KERJAKAN TUGAS BERIKUT:
[1] Dalam teks tentang pilar demokrasi, siapa yang menyebut tiga pilar demokrasi sebagai Trias Politica?
[2] Tentukan apakah pernyataan berikut sesuai dengan teks tentang pilar demokrasi, lalu jawab ya atau tidak disertai kutipan kata-kata teks yang menentukan: (a) penulis percaya demokrasi di Indonesia sudah dapat disebut demokrasi yang baik; (b) Soeharto tidak memisahkan kekuasaan antara tiga lembaga; (c) tiga pilar demokrasi dilembagakan secara legal-formal sebagai bagian dari alat penyelenggara negara.

TEKS:
++++

Rabu, 08 Oktober 2008

Mahasiswa: Pilar Kelima Demokrasi?

Pemuda merupakan pilar kebangkitan, pemuda adalah rahasia dari sebuah kekuatan. Dalam setiap pergerakan, pemuda adalah pengibar panji-panjinya”.

(Hassan Al-Banna)[1]

Sudah berjalankah demokrasi di Indonesia? Pertanyaan tersebut menjadi permasalahan klasik sejak era reformasi sampai sekarang. Saya percaya, demokrasi di Indonesia masih terlalu muda untuk dapat disebut sebagai demokrasi yang baik. Sebab, hubungan antara demokrasi dengan variabel sosial lain seringkali tidak menunjukkan korelasi yang positif.

Pilar-Pilar Demokrasi

Secara teoritis, demokrasi dibangun oleh tiga pilar: legislatif, eksekutif, dan yudikatif[2]. Tiga pilar yang disebut oleh Montesquieu (1748) sebagai Trias Politica ini kemudian menjadi pedoman pelaksanaan demokrasi di berbagai negara, tak terkecuali Indonesia. Tiga pilar ini kemudian dilembagakan secara legal-formal sebagai bagian dari alat penyelenggara negara.

Hanya saja, praktik di lapangan seringkali bertolak belakang dengan konsep ideal yang ditelurkan pada awalnya. Indonesia mengalami hal ini selama lebih dari 32 tahun. Soeharto sebagai Presiden pada waktu itu memang memisahkan kekuasaan antara tiga lembaga ini. Akan tetapi, Soeharto melupakan substansi dari demokrasi yang terlembaga dalam tiga pilar demokrasinya: keseimbangan kekuasaan (balancing of power).

++++

DAFTAR BARIS:

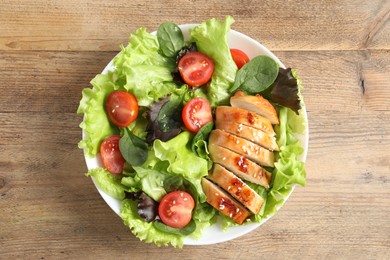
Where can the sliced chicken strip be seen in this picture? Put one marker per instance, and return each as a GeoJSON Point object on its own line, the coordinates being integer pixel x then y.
{"type": "Point", "coordinates": [237, 188]}
{"type": "Point", "coordinates": [243, 147]}
{"type": "Point", "coordinates": [256, 104]}
{"type": "Point", "coordinates": [250, 133]}
{"type": "Point", "coordinates": [223, 202]}
{"type": "Point", "coordinates": [239, 165]}
{"type": "Point", "coordinates": [245, 117]}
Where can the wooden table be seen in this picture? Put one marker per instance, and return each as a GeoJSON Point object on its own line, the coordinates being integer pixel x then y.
{"type": "Point", "coordinates": [50, 50]}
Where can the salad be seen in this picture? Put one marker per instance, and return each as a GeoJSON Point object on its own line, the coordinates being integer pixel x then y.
{"type": "Point", "coordinates": [157, 122]}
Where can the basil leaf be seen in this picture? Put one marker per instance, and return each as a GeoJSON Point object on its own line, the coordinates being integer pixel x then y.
{"type": "Point", "coordinates": [147, 207]}
{"type": "Point", "coordinates": [169, 116]}
{"type": "Point", "coordinates": [133, 149]}
{"type": "Point", "coordinates": [178, 182]}
{"type": "Point", "coordinates": [184, 231]}
{"type": "Point", "coordinates": [256, 75]}
{"type": "Point", "coordinates": [170, 38]}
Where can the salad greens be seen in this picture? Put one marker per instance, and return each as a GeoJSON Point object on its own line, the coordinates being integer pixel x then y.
{"type": "Point", "coordinates": [170, 39]}
{"type": "Point", "coordinates": [211, 39]}
{"type": "Point", "coordinates": [257, 75]}
{"type": "Point", "coordinates": [133, 149]}
{"type": "Point", "coordinates": [161, 156]}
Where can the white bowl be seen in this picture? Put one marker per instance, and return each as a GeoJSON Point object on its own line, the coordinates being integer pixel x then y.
{"type": "Point", "coordinates": [215, 233]}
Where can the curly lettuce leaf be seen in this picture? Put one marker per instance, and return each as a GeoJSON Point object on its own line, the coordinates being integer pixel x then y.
{"type": "Point", "coordinates": [142, 70]}
{"type": "Point", "coordinates": [108, 183]}
{"type": "Point", "coordinates": [96, 125]}
{"type": "Point", "coordinates": [182, 160]}
{"type": "Point", "coordinates": [289, 170]}
{"type": "Point", "coordinates": [211, 39]}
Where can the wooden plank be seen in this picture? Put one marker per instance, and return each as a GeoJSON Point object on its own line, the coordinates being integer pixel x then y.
{"type": "Point", "coordinates": [102, 26]}
{"type": "Point", "coordinates": [334, 81]}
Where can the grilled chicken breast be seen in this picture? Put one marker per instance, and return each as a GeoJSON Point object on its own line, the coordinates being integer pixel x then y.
{"type": "Point", "coordinates": [220, 200]}
{"type": "Point", "coordinates": [256, 104]}
{"type": "Point", "coordinates": [237, 188]}
{"type": "Point", "coordinates": [243, 147]}
{"type": "Point", "coordinates": [250, 133]}
{"type": "Point", "coordinates": [239, 165]}
{"type": "Point", "coordinates": [245, 117]}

++++

JAWABAN TERTULIS:
[1] Montesquieu (1748).

[2]
(a) Tidak: "demokrasi di Indonesia masih terlalu muda untuk dapat disebut sebagai demokrasi yang baik."
(b) Tidak: "Soeharto sebagai Presiden pada waktu itu memang memisahkan kekuasaan antara tiga lembaga ini."
(c) Ya: "Tiga pilar ini kemudian dilembagakan secara legal-formal sebagai bagian dari alat penyelenggara negara."